Directions ▸
Extend the commentary on Malaysia and the influx of people from abroad, picking up after its final sentence.

Document text ▸
Revisions may be forthcoming, but I doubt so. At first glance, the requirements seem onerous. Tearing them apart, there seems to be some extremely long-range thinking involved. Please bear with me as I must present some back stories first.


It is unthinkable for anyone to deny that collectively, the West is experiencing an accelerated moral decay and has been wallowing in political morass for the last decade. No country is an exception, although Malaysia seems to have less, and with the current administration, things are certainly brighter. Sanity is still prevalent here. Social order is in place, and it is peaceful, and calm here compared to many parts of the world, especially the developed West. The push for foreign citizens to leave their home country is very strong due to numerous issues in their home countries. The pull of Malaysia is always strong (nice weather, great people, low cost of living, etc). The first question that begs to be answered is: Is Malaysia ready for the deluge of refugees from these countries (China included)? The answer is no. No country in the world is ready for any influx of people coming in en masse in a short period of time. Cue the open borders of many developed countries. See what happens….

Available data ▸
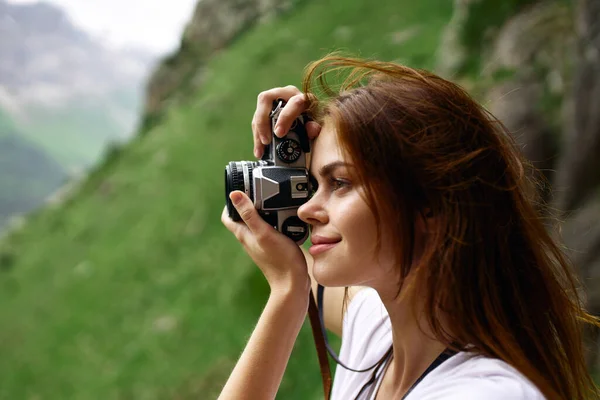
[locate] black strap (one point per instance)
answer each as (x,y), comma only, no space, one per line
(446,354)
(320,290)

---

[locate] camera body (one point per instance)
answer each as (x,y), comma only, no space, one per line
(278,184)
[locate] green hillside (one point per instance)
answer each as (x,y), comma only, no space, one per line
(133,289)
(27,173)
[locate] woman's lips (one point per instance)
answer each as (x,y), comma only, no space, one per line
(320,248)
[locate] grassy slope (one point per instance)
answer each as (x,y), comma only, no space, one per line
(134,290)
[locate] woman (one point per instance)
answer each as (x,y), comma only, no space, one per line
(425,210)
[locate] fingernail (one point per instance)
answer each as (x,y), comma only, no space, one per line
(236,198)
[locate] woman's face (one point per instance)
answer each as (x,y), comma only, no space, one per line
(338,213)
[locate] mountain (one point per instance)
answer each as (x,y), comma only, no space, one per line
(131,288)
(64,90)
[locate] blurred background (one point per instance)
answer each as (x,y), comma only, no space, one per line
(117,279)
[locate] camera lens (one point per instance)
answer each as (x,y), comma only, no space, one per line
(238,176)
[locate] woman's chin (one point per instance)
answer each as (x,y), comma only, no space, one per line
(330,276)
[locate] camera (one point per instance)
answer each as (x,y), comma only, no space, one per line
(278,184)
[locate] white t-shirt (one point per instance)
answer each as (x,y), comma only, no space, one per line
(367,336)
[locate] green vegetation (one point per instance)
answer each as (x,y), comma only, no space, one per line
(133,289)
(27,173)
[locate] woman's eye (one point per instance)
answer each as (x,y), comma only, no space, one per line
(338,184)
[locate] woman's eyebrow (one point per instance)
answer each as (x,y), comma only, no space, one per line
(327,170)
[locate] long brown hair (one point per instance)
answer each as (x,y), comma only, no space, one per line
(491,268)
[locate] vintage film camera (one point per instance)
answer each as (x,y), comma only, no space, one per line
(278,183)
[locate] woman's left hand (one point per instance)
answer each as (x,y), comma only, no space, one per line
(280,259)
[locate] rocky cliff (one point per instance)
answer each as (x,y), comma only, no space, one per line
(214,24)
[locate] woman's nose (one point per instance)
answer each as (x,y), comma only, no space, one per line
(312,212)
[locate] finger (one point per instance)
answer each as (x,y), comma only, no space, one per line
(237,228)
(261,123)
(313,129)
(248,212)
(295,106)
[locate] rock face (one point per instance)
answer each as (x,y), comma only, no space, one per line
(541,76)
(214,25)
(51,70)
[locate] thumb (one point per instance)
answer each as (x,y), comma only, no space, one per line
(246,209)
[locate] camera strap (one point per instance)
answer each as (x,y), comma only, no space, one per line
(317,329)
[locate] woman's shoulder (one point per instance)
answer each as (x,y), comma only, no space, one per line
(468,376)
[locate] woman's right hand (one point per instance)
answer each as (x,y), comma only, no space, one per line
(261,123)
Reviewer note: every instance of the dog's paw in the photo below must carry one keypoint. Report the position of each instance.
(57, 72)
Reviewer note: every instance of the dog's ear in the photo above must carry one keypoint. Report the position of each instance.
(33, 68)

Written reply ▸
 

In the early days of MM2H, 2007 to be exact, the Ministry of Tourism informally told us that they were not going to promote MM2H. They want organic growth where it would spread by word of mouth. With this slow growth, the infrastructure and the people would be ready to take on more MM2H residents over a longer period of time. Well, now we have the hospitals, roads, airports, and more than sufficient residential properties to welcome the new residents of Malaysia. Phuket was a classic case study for unbridled boom. Movies such as The Man with the Golden Gun, The Beach, and many more that showcased the beauty of Phuket did more harm than good to Phuket. MM2H was not going to follow the same path.


Now, it seems that the entire Latin America is not really a great place to stay anymore, as their residents seem to be fleeing their own country. Sri Lanka, Thailand, and Indonesia have their own niche markets. Malaysia does not compete with them. Based on my knowledge and experience, only a small fraction of people is comfortable staying in Thailand and Malaysia. The large majority is "OR,” not "AND." One of Alter Domus’ staff read a post on Facebook. The person asked a question: “Why is it that there is a different feeling when you mix with expats in Thailand and Malaysia?”. A very snarky reply from one of the posters: The expats in Malaysia are of higher quality.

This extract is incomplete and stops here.